::: Passage fourni :::

Nous maintenons une posture neutre sur les actions chinoises. Cette classe d'actifs semble bon marché en comparaison historique. Les entreprises chinoises cotées aux Etats-Unis se négocient autour de quinze fois les bénéfices, contre 30 à 40 fois durant une grande partie des deux dernières années. A dix fois les bénéfices prévisionnels, l'indice MSCI China se négocie à deux fois son taux d’escompte historique relativement au MSCI World. Mais les risques paraissent élevés. Les investisseurs particuliers chinois pourraient hésiter à acheter des actions alors que leur principale réserve de valeur – l'immobilier – est en mauvaise posture. En 2015, les efforts déployés par les autorités pour soutenir les actions ont entraîné une forte hausse du marché, suivie d'une chute, après le renforcement des règles d'endettement. Les investisseurs craignent que ce scénario ne se reproduise après le Congrès du Parti. L'économie nécessite un soutien politique et réglementaire continu, mais le durcissement de la réglementation dans le secteur technologique en 2021 a été sévère. De nombreuses sociétés chinoises cotées aux Etats-Unis pourraient désormais privilégier la sécurité de la Bourse de Hong Kong. Le rôle géopolitique de la Chine est une autre grande inconnue, qui pèse sur l'attrait des actions locales auprès des investisseurs étrangers.

:::

#### [Tâche]
Indiquez, d'après le passage sur les actions chinoises, à combien de fois leurs bénéfices se négocient les entreprises chinoises cotées aux États-Unis.

::: Extraits de données :::

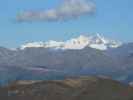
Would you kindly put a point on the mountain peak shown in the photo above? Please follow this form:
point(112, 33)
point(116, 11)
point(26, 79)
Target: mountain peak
point(96, 41)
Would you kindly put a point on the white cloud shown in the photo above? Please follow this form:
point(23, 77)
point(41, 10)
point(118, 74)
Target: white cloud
point(69, 9)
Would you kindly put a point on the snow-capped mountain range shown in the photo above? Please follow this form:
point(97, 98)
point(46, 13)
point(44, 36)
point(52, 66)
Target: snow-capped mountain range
point(97, 41)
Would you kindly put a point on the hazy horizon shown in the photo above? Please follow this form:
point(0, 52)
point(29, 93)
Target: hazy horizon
point(20, 21)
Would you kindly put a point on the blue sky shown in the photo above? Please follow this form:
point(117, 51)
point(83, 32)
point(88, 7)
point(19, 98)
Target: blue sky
point(112, 18)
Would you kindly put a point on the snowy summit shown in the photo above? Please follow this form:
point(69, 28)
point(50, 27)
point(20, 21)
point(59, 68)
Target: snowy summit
point(97, 41)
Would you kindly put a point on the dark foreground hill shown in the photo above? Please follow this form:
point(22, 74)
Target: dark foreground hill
point(83, 88)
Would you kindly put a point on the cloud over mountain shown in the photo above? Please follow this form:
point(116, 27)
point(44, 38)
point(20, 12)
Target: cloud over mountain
point(68, 9)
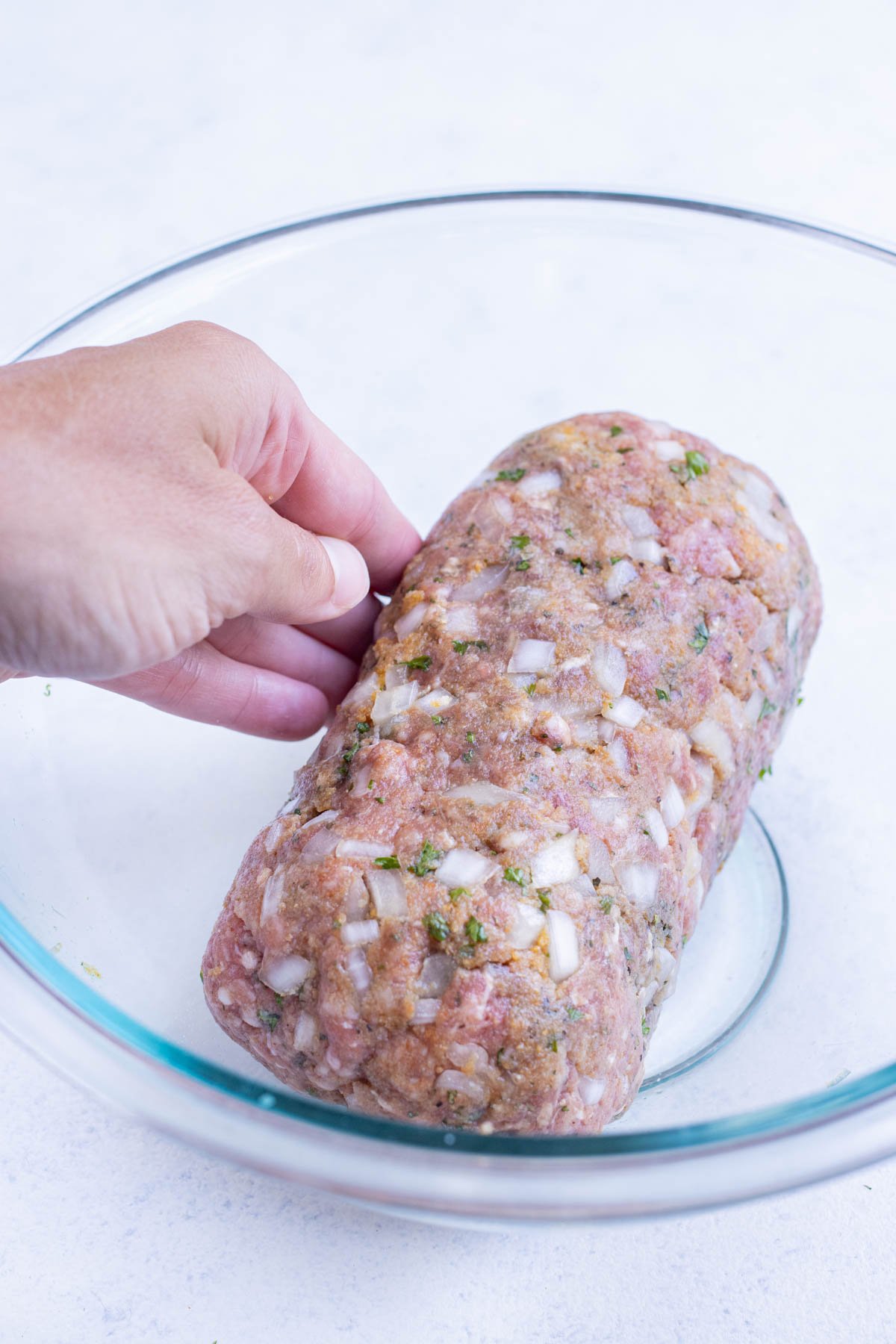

:::

#### [Réponse]
Elles se négocient autour de quinze fois les bénéfices.